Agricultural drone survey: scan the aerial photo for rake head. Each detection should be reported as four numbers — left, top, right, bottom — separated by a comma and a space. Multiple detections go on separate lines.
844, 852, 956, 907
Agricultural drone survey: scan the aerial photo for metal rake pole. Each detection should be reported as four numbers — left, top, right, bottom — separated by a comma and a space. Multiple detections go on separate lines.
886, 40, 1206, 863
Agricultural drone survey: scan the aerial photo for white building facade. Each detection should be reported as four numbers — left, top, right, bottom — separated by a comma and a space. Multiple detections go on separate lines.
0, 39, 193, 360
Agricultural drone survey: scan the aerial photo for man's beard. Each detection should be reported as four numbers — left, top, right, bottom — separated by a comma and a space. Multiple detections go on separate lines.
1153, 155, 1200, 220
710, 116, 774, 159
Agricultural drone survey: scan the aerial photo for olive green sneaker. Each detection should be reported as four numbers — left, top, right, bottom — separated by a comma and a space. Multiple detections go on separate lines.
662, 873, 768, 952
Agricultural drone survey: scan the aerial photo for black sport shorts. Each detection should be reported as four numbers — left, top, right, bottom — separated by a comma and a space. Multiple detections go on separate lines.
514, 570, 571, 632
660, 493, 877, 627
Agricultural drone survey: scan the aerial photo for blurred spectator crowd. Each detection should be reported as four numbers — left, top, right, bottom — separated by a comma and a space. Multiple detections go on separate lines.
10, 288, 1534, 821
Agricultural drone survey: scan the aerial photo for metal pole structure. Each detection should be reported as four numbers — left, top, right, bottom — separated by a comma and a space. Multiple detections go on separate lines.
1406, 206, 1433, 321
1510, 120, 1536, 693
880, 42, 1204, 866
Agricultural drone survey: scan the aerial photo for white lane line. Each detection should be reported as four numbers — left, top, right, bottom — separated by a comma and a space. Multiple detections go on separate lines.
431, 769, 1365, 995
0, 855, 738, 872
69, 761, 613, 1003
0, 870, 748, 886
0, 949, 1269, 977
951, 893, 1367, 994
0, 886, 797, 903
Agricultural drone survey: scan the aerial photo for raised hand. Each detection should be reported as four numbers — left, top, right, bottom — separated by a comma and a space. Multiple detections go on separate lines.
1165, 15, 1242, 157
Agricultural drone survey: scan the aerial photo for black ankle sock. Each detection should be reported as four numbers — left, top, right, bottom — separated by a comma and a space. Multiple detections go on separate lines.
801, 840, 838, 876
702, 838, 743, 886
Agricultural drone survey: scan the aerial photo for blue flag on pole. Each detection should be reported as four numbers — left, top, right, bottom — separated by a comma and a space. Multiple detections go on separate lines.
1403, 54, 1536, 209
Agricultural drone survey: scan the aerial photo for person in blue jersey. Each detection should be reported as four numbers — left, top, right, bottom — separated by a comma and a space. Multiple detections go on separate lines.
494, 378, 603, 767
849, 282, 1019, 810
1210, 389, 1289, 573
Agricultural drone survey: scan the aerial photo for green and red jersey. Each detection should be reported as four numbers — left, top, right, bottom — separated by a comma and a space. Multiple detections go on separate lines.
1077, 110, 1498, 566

### WHAT THE EXERCISE ASKS
In full and without alteration, retype the entries above.

### RESULT BELOW
Agricultural drone survey: scan the aerial photo for rake head. Each detection should be reported as four numbers — left, top, right, bottom — separated by a comma and a space. Multiple detections go on separate lines.
844, 852, 956, 907
Agricultural drone survey: scan the aerial photo for metal rake pole. Each detection should be reported as four numbers — left, top, right, bottom — separated by a comma and a space. Multiple detections go on separate lines.
886, 40, 1206, 863
Agricultural drone survey: scan the aerial photo for white building facade. Each detection should be reported as four numbers — left, top, right, bottom — separated by a comma and a space. Multiple detections go on separate lines.
0, 39, 193, 360
Agricultural drone survey: scan the aerial photo for man's beard. Each detection should be reported as four numbers — left, top, right, bottom — separated by a comma and a space. Multiple detections go on separate lines.
1153, 155, 1200, 220
710, 116, 774, 159
Agricultural drone survey: scan the aerial photo for olive green sneaker. Each detection should be reported as four numbers — left, top, right, bottom — separated by a comma and a space. Multiple detections go on separate lines.
662, 873, 768, 952
Agricultural drone survey: scan the aerial photo for black sport shorts. Each detection should be reported as four numbers — left, top, right, bottom — separated by a comma and a space. Multiple detections go on separate lines.
514, 570, 571, 632
660, 493, 877, 627
Agricultural drone survey: scan the aerial photo for blurred spectator crowd. Each detection should be reported as four numbers — left, top, right, bottom — separated by a comma and a space. Multiple detections go on separate lines.
10, 288, 1534, 821
Agricultural drone survey: scan the aerial photo for metal pole structure. Each detection should be reported as four numbers — left, top, right, bottom — separated by a comma and a space. Multiple detections go on separate lines.
1406, 206, 1433, 321
1510, 120, 1536, 693
880, 42, 1204, 866
Agricultural drone survey: scan the aerial photo for white lane line. Each detection should be reported as four numbers — left, top, right, bottom — separated by a comma and a space. Multiple detections go on separate lines.
431, 769, 1365, 995
0, 855, 738, 872
69, 761, 613, 1003
0, 870, 748, 886
0, 949, 1269, 977
951, 893, 1367, 994
0, 886, 797, 903
Agricultural drone survey: scan the aerial photo for raised hand. Each detection should be reported as four numbers — left, top, right, bottom — separated by a comma and a space. Multiple detections go on separate lines.
1165, 15, 1242, 157
Agricultural drone survey: scan the aerial photo for black ankle sock. Each detection should be reported as four numbers — left, top, right, bottom — separated by a comma and a space. Multiple detections go on separate lines.
801, 840, 838, 876
702, 838, 743, 886
Agricultural drone survey: scan the aerial photo for blue flag on pole. Each detection should be reported as four numbers — left, top, right, bottom — separated by a comma and a space. Multiple detections go on separate lines.
1403, 54, 1536, 209
Agricultural drone survey: scan the aerial photo for person in blue jersey. Each detection should be reported as four numbers — left, top, right, bottom — separated by a comma and a space. Multiple detections go on separate lines.
494, 378, 603, 767
849, 282, 1019, 810
1210, 389, 1289, 573
Agricultural drone survey: scan the aerial photo for green and red jersey. Each detection should be reported as four numbers — left, top, right, bottom — separated by a comma and a space. Multiple detections go on separate lines.
1077, 110, 1498, 566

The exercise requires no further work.